Trecho citado
• • • •

O perfume das flores, da relva e dos campos tem a capacidade de renovar a energia do espírito humano. O odor dos esgotos tem a capacidade de nos fazer sentir que aquele odor é emanado do nosso próprio corpo e isso produz várias sensações desagradáveis. Aglomerado de prédios, nas grandes cidades, inclusive no litoral Atlântico, propicia depressão. Muita gente não sabe que isso vem do cheiro excessivo de concreto e ausência de árvores. Quando a vida desvanece, o odor toma conta. Espíritos trevosos fedem a aço, alumínio e enxofre; a energia de Maria, mãe de Jesus, cheira como a mais pura e fresca das rosas e eu tive o privilégio de senti-lo diversas vezes. Filhos da energia vital universal, os óleos essenciais equilibram o nosso corpo, nossos chacras e até pode ajudar a aliviar dores e doenças. O cheiro do café denuncia quem o faz e desperta as mais diferentes sensações em quem passa por perto, mesmo não tomando café. O cheiro da terra molhada no campo é um reforço de ânimo e vida para humanos e animais.

• • • •

Suas tarefas
A – No trecho sobre os odores, a que cheira a energia de Maria, mãe de Jesus?
B – Retome o trecho sobre os odores a partir da última frase apresentada e continue a escrevê-lo.

• • • •

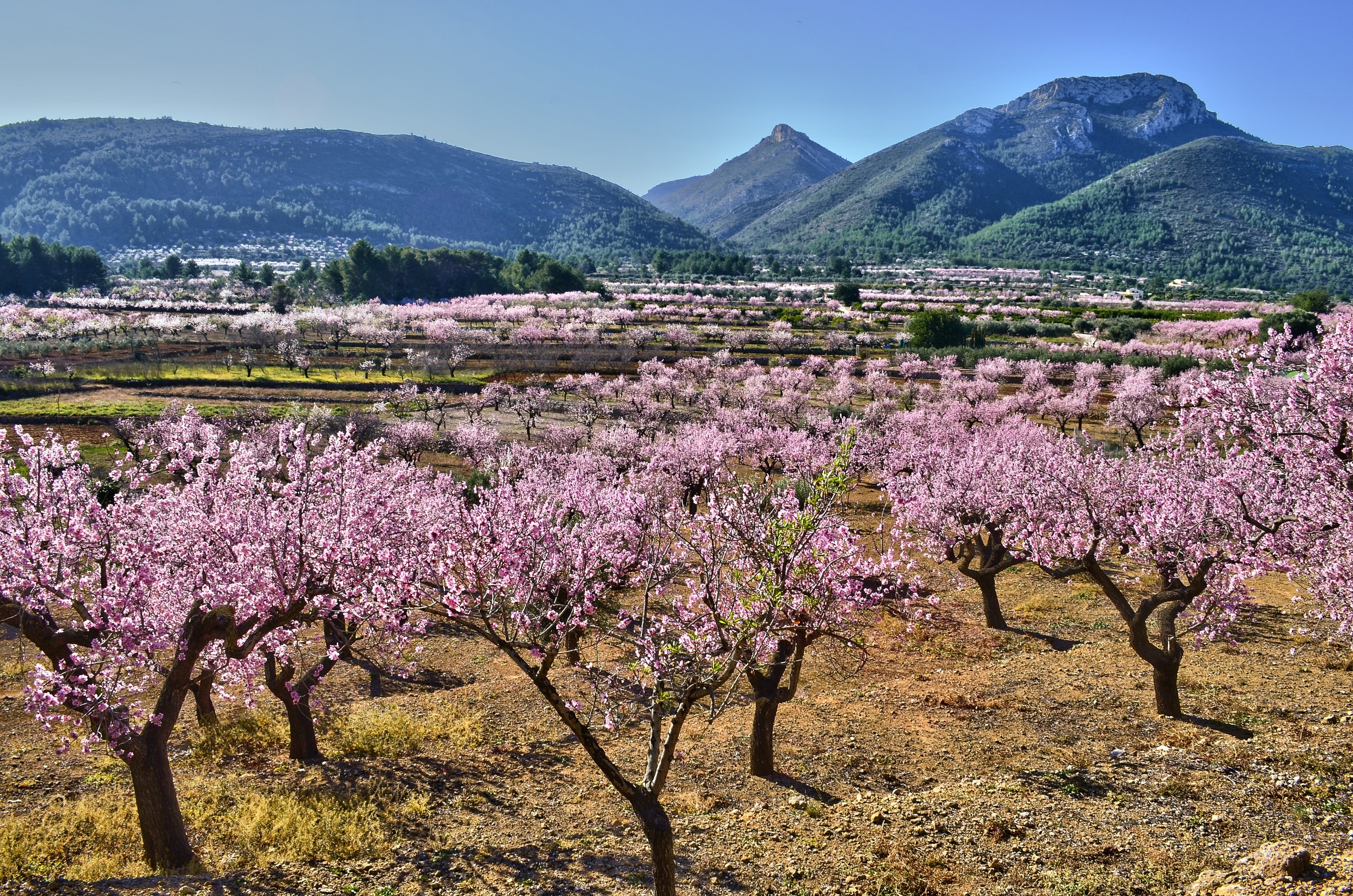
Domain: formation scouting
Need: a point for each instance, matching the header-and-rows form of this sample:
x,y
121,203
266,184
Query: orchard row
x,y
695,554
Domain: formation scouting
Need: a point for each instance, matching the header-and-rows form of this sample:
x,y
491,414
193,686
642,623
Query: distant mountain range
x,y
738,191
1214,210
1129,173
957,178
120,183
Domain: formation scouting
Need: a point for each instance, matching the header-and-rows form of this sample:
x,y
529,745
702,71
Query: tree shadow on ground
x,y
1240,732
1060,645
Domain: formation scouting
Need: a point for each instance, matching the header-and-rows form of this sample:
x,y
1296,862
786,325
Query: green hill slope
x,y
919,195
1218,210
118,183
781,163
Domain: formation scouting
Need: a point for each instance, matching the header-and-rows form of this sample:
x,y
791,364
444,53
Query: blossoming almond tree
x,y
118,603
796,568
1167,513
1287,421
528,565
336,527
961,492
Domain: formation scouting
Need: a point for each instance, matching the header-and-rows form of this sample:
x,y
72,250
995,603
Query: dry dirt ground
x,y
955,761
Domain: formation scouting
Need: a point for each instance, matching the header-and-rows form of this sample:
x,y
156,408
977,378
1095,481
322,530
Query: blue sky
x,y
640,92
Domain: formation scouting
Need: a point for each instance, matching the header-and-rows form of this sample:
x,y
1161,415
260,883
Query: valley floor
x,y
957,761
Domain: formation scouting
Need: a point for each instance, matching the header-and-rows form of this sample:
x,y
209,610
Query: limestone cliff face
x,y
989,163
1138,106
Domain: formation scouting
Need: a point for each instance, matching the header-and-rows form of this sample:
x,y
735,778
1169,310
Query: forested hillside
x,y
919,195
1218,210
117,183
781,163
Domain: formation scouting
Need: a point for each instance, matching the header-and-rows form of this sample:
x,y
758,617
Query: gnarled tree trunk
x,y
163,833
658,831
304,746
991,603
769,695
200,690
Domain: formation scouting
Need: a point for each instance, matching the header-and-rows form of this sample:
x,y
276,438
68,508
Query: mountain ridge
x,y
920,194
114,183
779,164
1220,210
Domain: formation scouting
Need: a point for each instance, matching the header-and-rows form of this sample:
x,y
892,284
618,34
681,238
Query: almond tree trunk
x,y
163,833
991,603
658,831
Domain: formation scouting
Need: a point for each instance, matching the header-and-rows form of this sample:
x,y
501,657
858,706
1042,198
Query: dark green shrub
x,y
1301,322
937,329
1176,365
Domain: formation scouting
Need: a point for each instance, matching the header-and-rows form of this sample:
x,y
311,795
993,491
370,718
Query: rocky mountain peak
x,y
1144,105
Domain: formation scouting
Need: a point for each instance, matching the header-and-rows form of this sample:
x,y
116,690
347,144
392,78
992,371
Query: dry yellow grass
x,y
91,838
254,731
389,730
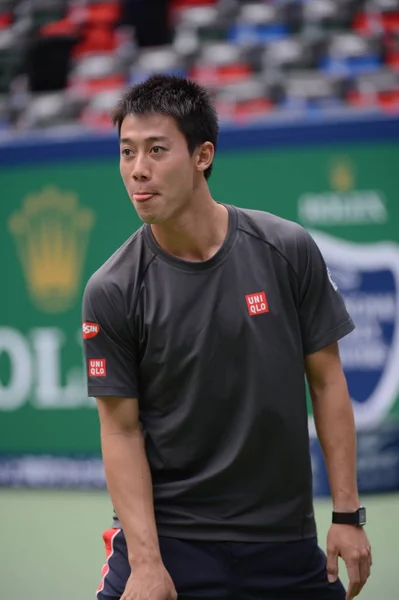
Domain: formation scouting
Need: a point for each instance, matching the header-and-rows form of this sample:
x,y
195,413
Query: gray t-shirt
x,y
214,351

• • • •

Respostas das tarefas
A – Cheira como a mais pura e fresca das rosas.

B –
A vida na terra precisa do equilíbrio para exalar seu perfume. Com a Covid-19, quem tinha dúvidas de que parte da humanidade é destrutiva, acabou: pessoas saíram para bares enquanto o país atingia 60 mil mortes pela Covid-19; comerciantes brigaram com prefeitos para abrir suas lojas achando que álcool e máscara era o bastante para evitar o contágio. Particularmente não acredito na inocência deles. Por outro lado, quando a população foi obrigada a ficar em casa, o ar das cidades ficou mais limpo, a água mais cristalina, os animais mais felizes. Quem ainda tem dúvida que essa pandemia é o resultado do ódio que a humanidade desenvolveu contra si mesmo desde centenas de anos atrás e reativou a partir de 2012?
A nossa responsabilidade em resgatar o equilíbrio do planeta só aumenta a cada dia, especialmente quando vemos o plástico invadir rios, mares e matar animais inocentes. Quem nunca ouviu o choro de uma floresta em chamas? Enquanto isso, as pessoas se contaminam, morrem e não sabem o por quê.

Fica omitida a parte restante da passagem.